EXERCISE INSTRUCTIONS -
(a) Using the opinion on Basquin's guilty plea, decide whether each statement agrees with it. For each, answer yes or no and quote the exact words of the opinion that decide it.
(i) Basquin's attorney went over the written guilty plea with him.
(ii) The court reverses Basquin's judgment of conviction.
(iii) The federal statute provides for video or telephone conferencing to hold plea hearings.
(b) Update the passage of the opinion on Basquin's guilty plea that begins at the words "Basquin's attorney reviewed" and stops after "Stat. at 529.", replacing "his lawyer" with "his attorney".
(c) Answer these questions from the opinion on Basquin's guilty plea.
(i) Which section of the Iowa Code does the opinion cite for pursuing an ineffective-assistance claim?
(ii) Does the court affirm or reverse Basquin's judgment of conviction?
(iii) What act did the federal government enact in response to COVID-19 for felony guilty pleas?

We have long utilized written guilty pleas for misdemeanor offenses, and we have held the defendants can waive in writing the right to an in-person colloquy in open court. See, e.g., Barnes, 652 N.W.2d at 468. The expectation is that defense counsel will carefully review the terms of the written plea agreement with the defendant to ensure the plea is knowing and voluntary and supported by a factual basis. The written plea agreement Basquin signed and initialed adequately covered the same points that would have been addressed orally during an in-person colloquy in open court.5 We conclude Basquin's challenge to his guilty plea lacks merit.

Basquin's attorney reviewed the written guilty plea with him. Basquin argues he didn't understand it. To the extent he blames his lawyer, he makes a claim of ineffective assistance of counsel that he can only pursue in postconviction proceedings. See Iowa Code § 814.7; Tucker, 959 N.W.2d at 152.

IV. Disposition.

For those reasons, we affirm Basquin's judgment of conviction.

AFFIRMED.

FootNotes


1. The federal government responded to COVID-19 in the context of felony guilty pleas by enacting the Coronavirus Aid, Relief, and Economic Security Act, Pub. L. No. 116-136, § 15002(b)(2), 134 Stat. 281, 528-29 (2020). The statute provides for video or telephone conferencing to conduct plea or sentencing hearings if they "cannot be conducted in person without seriously jeopardizing public health and safety." Id. at § 15002(b)(2)(A), 134 Stat. at 529.

RAW DATA -
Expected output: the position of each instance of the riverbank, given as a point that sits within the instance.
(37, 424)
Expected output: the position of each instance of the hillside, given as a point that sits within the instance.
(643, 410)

RESPONSE LIST -
(a)
(i) Yes: "Basquin's attorney reviewed the written guilty plea with him."
(ii) No: "we affirm Basquin's judgment of conviction."
(iii) Yes: "The statute provides for video or telephone conferencing to conduct plea or sentencing hearings"

(b)
Basquin's attorney reviewed the written guilty plea with him. Basquin argues he didn't understand it. To the extent he blames his attorney, he makes a claim of ineffective assistance of counsel that he can only pursue in postconviction proceedings. See Iowa Code § 814.7; Tucker, 959 N.W.2d at 152.

IV. Disposition.

For those reasons, we affirm Basquin's judgment of conviction.

AFFIRMED.

FootNotes


1. The federal government responded to COVID-19 in the context of felony guilty pleas by enacting the Coronavirus Aid, Relief, and Economic Security Act, Pub. L. No. 116-136, § 15002(b)(2), 134 Stat. 281, 528-29 (2020). The statute provides for video or telephone conferencing to conduct plea or sentencing hearings if they "cannot be conducted in person without seriously jeopardizing public health and safety." Id. at § 15002(b)(2)(A), 134 Stat. at 529.

(c)
(i) § 814.7
(ii) It affirms it.
(iii) The Coronavirus Aid, Relief, and Economic Security Act